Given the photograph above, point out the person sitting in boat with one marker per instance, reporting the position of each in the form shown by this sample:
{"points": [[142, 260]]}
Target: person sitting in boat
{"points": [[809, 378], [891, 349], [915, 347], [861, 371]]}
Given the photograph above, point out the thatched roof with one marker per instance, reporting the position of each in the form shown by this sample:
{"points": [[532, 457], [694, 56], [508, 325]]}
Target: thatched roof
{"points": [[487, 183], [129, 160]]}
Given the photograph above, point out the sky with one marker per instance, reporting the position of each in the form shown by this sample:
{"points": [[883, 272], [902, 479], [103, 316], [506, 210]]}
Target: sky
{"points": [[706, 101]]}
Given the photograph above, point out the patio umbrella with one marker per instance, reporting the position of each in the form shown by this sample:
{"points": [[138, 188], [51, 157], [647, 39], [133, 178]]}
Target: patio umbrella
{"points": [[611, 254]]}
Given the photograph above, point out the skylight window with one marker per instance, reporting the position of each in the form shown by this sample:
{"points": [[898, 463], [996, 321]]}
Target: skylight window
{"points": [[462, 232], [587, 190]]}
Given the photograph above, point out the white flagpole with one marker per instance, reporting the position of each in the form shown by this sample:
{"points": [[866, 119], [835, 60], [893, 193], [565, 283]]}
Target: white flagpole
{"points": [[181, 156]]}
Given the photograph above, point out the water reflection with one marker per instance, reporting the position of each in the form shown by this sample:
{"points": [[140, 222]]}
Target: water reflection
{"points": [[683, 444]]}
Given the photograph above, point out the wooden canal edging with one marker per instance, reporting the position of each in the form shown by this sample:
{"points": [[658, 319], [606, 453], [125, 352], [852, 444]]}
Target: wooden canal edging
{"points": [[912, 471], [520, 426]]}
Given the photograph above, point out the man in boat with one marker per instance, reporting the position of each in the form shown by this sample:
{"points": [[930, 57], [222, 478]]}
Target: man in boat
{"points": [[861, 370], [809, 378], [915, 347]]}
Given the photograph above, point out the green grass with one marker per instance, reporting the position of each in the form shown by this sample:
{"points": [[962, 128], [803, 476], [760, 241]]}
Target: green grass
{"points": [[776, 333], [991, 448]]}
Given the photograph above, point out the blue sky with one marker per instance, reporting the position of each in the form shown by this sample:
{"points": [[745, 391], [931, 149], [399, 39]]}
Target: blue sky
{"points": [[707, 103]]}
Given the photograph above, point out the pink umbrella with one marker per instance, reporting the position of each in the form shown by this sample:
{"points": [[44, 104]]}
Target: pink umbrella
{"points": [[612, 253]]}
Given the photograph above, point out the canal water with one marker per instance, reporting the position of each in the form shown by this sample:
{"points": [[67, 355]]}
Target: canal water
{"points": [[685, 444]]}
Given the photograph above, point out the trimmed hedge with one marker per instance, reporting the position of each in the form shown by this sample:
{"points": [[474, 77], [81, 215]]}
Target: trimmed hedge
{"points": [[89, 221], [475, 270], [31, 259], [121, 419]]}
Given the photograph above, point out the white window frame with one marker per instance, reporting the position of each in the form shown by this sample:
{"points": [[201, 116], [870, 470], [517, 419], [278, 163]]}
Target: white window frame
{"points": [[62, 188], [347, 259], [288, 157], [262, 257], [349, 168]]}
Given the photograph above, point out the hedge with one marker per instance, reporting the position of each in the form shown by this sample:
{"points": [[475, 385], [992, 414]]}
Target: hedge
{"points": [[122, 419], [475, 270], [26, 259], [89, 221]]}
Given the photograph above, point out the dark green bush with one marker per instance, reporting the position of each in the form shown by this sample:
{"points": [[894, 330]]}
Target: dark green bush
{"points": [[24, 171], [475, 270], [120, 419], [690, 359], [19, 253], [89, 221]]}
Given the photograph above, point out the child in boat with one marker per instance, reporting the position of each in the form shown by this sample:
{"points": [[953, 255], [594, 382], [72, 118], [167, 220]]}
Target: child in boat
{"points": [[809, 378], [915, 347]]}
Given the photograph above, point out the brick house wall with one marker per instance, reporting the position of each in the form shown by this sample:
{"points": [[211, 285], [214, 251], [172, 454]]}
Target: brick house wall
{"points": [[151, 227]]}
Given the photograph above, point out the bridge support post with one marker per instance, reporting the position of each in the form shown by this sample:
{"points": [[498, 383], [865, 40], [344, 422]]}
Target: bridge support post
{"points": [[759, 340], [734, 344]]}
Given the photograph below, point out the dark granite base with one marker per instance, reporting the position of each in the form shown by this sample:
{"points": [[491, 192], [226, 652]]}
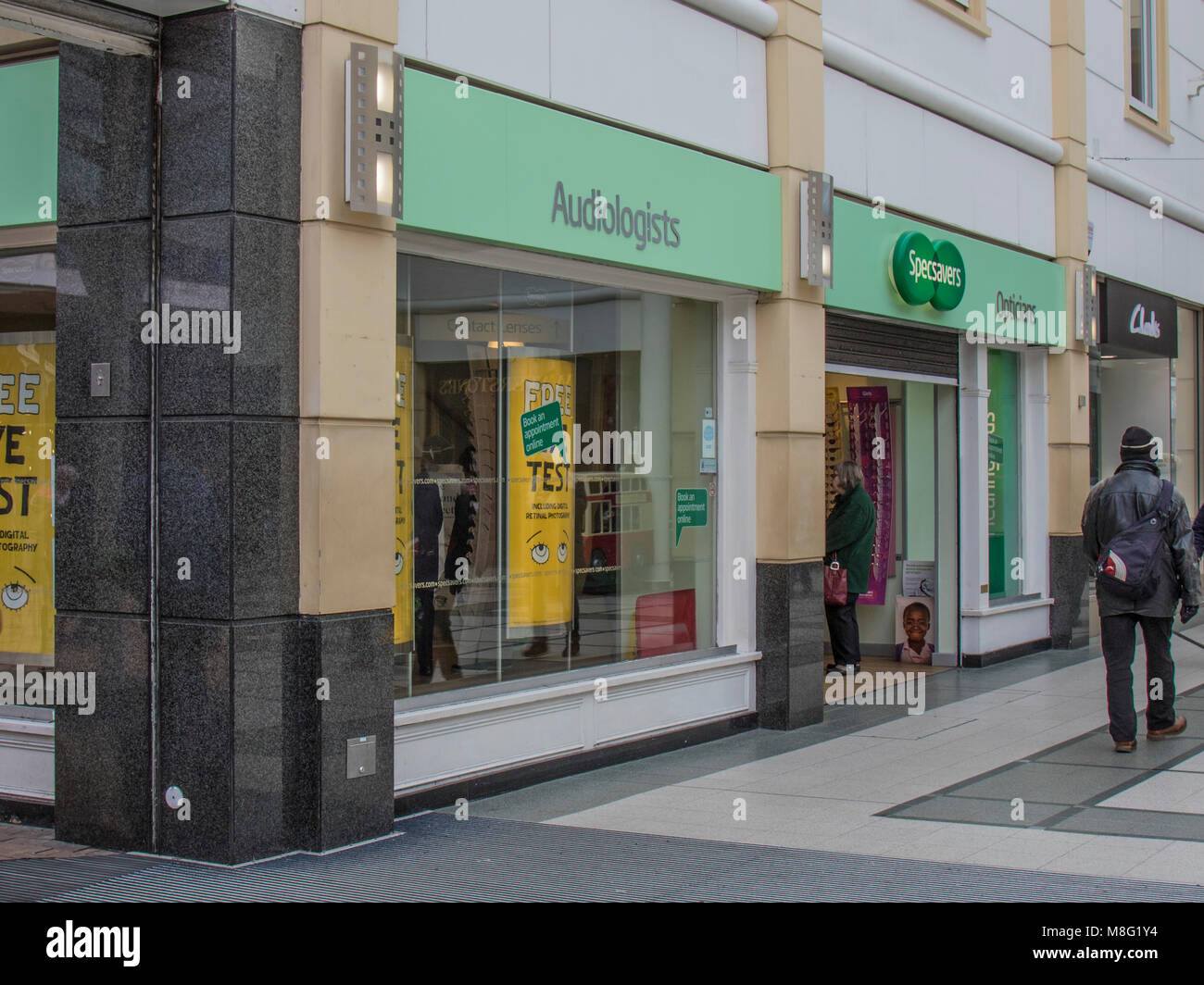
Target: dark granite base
{"points": [[790, 636], [480, 788], [1004, 654], [103, 760], [353, 653], [1070, 571]]}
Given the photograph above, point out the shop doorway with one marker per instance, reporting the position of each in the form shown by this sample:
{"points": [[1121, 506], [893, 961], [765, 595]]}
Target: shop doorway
{"points": [[902, 430]]}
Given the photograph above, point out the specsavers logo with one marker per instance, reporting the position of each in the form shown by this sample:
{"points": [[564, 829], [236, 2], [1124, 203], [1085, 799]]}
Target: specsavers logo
{"points": [[928, 272]]}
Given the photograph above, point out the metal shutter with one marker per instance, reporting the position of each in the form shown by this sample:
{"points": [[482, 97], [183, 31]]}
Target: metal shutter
{"points": [[863, 343]]}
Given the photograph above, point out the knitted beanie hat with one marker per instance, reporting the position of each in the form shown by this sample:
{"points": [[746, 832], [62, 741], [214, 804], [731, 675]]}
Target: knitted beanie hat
{"points": [[1136, 444]]}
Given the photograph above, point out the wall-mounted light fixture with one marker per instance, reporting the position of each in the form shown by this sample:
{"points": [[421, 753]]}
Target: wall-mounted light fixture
{"points": [[1086, 305], [372, 141], [815, 229]]}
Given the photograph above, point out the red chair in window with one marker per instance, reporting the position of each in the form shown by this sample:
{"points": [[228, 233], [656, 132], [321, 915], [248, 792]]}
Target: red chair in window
{"points": [[665, 623]]}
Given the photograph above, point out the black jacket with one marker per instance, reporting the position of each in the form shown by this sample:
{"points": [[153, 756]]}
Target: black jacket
{"points": [[1114, 505]]}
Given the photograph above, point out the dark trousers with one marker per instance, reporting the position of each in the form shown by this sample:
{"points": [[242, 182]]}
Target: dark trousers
{"points": [[424, 632], [1116, 637], [843, 631]]}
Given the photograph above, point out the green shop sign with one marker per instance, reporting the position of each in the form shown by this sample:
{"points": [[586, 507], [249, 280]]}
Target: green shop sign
{"points": [[908, 271], [928, 272], [494, 168], [29, 143]]}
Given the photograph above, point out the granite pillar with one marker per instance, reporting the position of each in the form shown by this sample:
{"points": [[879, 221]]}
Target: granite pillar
{"points": [[221, 688], [1070, 571], [790, 636], [101, 445]]}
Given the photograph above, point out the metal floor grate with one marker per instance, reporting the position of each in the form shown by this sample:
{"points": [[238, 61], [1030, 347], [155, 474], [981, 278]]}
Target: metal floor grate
{"points": [[40, 878], [437, 857]]}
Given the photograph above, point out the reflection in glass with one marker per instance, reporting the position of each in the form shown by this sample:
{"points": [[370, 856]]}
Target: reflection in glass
{"points": [[543, 430]]}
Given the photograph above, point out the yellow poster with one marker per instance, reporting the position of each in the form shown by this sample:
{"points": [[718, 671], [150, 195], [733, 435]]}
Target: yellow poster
{"points": [[541, 500], [404, 505], [27, 525]]}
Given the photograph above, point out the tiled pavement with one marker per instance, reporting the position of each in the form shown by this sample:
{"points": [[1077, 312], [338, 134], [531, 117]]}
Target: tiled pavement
{"points": [[23, 841], [937, 788], [862, 781]]}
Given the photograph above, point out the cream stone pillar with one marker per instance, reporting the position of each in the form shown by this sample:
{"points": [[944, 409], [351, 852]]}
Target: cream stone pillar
{"points": [[1070, 436], [348, 329], [790, 396], [345, 501]]}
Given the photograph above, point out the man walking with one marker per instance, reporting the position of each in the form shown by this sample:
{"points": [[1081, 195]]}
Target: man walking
{"points": [[1114, 507]]}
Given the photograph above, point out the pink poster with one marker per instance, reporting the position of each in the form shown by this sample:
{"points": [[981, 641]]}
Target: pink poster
{"points": [[871, 447]]}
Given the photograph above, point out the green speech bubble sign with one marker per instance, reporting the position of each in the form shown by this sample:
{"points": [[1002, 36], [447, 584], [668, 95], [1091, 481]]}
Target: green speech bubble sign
{"points": [[690, 509], [541, 428]]}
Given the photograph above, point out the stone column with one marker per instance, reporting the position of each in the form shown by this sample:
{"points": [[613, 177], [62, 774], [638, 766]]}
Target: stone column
{"points": [[790, 397], [103, 517], [269, 643], [1070, 432]]}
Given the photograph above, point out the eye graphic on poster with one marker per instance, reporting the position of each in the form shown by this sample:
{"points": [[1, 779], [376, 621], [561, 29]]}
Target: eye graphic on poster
{"points": [[915, 628], [27, 519]]}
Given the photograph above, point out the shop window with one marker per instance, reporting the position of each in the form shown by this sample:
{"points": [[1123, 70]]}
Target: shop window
{"points": [[1143, 56], [546, 430], [1003, 475], [1147, 67], [28, 487], [970, 13]]}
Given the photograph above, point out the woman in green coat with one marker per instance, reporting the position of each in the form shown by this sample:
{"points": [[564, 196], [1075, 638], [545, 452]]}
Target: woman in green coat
{"points": [[850, 537]]}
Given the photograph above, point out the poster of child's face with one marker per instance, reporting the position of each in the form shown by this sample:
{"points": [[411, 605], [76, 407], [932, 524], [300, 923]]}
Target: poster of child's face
{"points": [[915, 628]]}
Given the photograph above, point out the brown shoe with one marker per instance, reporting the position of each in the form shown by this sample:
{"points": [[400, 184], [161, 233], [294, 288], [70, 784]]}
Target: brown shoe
{"points": [[1154, 735]]}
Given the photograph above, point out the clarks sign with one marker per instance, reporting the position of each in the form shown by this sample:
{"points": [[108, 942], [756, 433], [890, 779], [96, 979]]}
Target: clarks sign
{"points": [[1138, 323]]}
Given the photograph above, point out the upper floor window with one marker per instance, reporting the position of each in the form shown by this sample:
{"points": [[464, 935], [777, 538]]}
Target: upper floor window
{"points": [[1143, 56]]}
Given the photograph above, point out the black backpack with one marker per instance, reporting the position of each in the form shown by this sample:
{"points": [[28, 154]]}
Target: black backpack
{"points": [[1128, 563]]}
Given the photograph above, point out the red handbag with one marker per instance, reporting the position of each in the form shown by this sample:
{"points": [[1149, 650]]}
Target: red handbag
{"points": [[835, 584]]}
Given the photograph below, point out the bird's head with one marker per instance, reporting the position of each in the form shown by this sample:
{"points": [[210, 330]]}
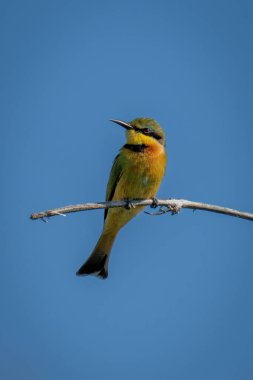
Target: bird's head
{"points": [[143, 130]]}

^^^^

▶ **What you should do**:
For this task, write out exactly the lines of the entries above, starting at the line with "Given the photograph above, point out the thatched" and ending at the line with "Given the photograph above, point out the water", both included, and no others.

▶ **Result of the task**:
Given the photograph above, point out the thatched roof with one marker per instance, reporting the position of each in the form shown by this sample:
{"points": [[532, 457], [694, 56], [508, 325]]}
Target: thatched roof
{"points": [[487, 183], [129, 160]]}
Given the photograph above, point out the sky with one marker per instance, reporting the position of each in the form shown by this sample:
{"points": [[883, 272], [902, 479], [103, 316], [506, 210]]}
Target: sky
{"points": [[706, 101]]}
Given the photograph above, point out the patio umbrella with one marker per instance, reporting the position of each in the form shown by this sample:
{"points": [[138, 188], [51, 157], [647, 39], [133, 178]]}
Target: patio umbrella
{"points": [[611, 254]]}
Given the photograph above, point out the skylight window with one marker per instance, reporting the position of each in the form shown by this sample:
{"points": [[898, 463], [996, 321]]}
Target: skylight window
{"points": [[462, 232], [587, 190]]}
Given the photograph above, point out the white flagpole with one marker per instance, reporting the position of each in the form shown by this sample:
{"points": [[866, 119], [835, 60], [893, 193], [565, 283]]}
Target: white flagpole
{"points": [[181, 156]]}
Given the photograph above, point out the water reflection with one marker per instance, reporting the position of each in the form shown by this sample:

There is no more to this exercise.